## Given entries:
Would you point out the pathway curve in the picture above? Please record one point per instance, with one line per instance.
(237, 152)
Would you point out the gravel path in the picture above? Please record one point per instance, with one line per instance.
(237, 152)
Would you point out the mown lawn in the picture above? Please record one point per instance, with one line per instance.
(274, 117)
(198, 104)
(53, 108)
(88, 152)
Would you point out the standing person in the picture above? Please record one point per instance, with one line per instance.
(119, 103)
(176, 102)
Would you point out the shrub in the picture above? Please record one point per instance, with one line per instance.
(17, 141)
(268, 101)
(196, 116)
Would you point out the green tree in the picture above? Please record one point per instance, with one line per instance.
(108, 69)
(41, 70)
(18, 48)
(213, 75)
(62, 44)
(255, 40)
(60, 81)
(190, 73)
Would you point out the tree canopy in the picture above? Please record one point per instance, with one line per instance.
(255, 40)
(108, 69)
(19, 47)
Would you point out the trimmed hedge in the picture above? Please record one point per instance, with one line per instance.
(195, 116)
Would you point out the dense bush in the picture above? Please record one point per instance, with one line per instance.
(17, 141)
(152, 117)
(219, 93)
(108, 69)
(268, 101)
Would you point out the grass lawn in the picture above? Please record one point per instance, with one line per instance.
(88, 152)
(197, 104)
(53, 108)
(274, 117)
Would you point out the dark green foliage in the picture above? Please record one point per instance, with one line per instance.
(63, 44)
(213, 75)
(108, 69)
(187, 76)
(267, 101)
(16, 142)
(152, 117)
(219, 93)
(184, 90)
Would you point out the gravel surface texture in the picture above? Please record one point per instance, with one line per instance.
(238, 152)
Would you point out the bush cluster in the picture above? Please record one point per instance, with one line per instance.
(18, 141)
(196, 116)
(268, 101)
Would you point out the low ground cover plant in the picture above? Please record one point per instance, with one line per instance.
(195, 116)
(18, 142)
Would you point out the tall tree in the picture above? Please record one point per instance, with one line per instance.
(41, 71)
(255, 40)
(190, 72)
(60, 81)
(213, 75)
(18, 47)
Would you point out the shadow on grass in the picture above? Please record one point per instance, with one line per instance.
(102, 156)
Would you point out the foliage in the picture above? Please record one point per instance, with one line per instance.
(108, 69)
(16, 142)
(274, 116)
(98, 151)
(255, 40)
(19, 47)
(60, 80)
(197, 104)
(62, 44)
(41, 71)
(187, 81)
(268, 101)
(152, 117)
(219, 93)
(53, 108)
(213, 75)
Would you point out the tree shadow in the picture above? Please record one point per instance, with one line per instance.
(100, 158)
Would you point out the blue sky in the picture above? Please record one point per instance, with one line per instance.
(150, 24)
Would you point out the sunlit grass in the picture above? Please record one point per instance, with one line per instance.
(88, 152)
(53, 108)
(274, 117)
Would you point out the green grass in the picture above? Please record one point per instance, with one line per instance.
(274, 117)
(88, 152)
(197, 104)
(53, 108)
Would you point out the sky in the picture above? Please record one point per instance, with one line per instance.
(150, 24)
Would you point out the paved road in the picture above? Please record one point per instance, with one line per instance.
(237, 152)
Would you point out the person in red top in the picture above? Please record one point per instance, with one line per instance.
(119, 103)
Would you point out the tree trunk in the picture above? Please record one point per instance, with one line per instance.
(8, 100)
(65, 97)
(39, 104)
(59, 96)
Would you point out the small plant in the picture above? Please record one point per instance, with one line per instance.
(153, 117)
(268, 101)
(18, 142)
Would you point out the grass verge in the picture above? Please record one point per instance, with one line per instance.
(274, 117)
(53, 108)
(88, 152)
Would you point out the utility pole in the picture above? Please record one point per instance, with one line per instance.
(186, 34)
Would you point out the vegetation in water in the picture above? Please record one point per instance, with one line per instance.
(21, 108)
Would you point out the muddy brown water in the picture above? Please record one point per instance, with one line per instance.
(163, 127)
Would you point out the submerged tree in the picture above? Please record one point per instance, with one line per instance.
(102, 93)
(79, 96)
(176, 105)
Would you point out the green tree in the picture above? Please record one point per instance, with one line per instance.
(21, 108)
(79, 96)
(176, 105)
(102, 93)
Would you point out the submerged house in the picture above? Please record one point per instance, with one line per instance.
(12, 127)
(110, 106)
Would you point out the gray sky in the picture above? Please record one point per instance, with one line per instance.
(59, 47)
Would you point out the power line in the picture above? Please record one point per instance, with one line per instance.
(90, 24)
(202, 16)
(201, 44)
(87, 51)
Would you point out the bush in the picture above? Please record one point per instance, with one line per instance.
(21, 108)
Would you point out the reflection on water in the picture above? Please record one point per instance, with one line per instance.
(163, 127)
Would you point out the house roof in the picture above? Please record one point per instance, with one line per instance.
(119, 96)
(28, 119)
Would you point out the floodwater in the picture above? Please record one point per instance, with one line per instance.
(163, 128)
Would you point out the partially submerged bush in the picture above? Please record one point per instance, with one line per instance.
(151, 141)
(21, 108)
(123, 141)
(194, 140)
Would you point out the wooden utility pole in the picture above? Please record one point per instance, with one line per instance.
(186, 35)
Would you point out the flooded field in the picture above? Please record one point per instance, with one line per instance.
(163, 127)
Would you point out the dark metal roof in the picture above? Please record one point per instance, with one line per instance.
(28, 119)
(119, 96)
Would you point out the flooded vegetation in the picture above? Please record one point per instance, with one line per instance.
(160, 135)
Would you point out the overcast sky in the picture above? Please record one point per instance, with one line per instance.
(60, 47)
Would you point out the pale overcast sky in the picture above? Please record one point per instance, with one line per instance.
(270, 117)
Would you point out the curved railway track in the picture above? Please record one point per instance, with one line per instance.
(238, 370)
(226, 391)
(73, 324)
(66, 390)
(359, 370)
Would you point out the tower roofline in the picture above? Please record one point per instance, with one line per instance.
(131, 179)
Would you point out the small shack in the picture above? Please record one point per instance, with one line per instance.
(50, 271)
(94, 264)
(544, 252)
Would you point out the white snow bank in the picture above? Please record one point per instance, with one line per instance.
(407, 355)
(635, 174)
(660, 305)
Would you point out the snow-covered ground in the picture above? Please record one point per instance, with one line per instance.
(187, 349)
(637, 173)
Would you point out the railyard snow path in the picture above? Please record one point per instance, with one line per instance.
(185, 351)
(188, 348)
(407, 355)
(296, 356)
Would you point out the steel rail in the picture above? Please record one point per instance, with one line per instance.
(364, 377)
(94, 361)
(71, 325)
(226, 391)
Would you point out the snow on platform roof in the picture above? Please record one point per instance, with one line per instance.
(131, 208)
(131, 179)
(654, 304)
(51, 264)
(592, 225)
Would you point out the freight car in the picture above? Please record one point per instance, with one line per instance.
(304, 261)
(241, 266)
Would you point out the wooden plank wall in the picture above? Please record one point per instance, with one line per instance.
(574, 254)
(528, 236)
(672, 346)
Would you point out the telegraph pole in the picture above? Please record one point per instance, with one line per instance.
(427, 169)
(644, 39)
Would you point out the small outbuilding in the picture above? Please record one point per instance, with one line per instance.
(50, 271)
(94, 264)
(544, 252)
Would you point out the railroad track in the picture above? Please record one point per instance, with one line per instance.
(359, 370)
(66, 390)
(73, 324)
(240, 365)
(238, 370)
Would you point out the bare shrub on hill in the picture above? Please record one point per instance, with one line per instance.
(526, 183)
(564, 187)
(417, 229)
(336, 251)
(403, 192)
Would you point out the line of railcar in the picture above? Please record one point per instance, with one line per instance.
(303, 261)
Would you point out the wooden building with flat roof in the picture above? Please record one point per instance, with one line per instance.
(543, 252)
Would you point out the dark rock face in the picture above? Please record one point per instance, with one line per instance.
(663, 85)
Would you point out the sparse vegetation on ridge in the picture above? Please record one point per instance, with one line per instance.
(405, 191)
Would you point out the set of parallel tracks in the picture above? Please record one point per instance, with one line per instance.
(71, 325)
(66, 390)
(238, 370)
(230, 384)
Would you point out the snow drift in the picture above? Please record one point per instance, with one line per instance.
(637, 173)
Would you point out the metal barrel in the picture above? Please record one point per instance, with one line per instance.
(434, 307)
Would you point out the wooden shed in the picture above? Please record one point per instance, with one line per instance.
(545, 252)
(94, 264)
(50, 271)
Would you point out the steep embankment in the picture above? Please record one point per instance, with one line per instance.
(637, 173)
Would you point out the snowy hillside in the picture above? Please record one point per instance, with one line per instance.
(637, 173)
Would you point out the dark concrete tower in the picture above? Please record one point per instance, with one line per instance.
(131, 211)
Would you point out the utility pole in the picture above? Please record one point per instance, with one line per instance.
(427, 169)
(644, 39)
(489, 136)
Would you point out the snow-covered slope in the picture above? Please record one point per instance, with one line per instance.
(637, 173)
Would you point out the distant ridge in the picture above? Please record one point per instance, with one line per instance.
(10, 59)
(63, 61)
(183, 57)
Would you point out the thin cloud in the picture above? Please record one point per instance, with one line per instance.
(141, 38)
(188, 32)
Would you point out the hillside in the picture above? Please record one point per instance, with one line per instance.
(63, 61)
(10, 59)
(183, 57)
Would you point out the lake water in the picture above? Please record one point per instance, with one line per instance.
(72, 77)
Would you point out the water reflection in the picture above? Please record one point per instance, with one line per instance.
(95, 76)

## Your assignment:
Starting at the line that contains "Would you point out the distant", retype each line through the last one in the records, both included, and add nothing.

## Solution below:
Would you point out the distant ridge in the picture above? Please record one point per instance, with one line per instance.
(10, 59)
(63, 61)
(183, 57)
Would you point out the thin cloud in the picture above? Please record one point per instance, with one line per instance.
(141, 38)
(188, 32)
Would you point out the hillside in the picture above? Please record one point per instance, with one line per instance.
(63, 61)
(10, 59)
(183, 57)
Would you point out the lake water in the picture above? Please record one point per instance, with one line per instance.
(72, 77)
Would you point out the water reflection in the picture above? Please record one point per instance, with one line per instance.
(95, 76)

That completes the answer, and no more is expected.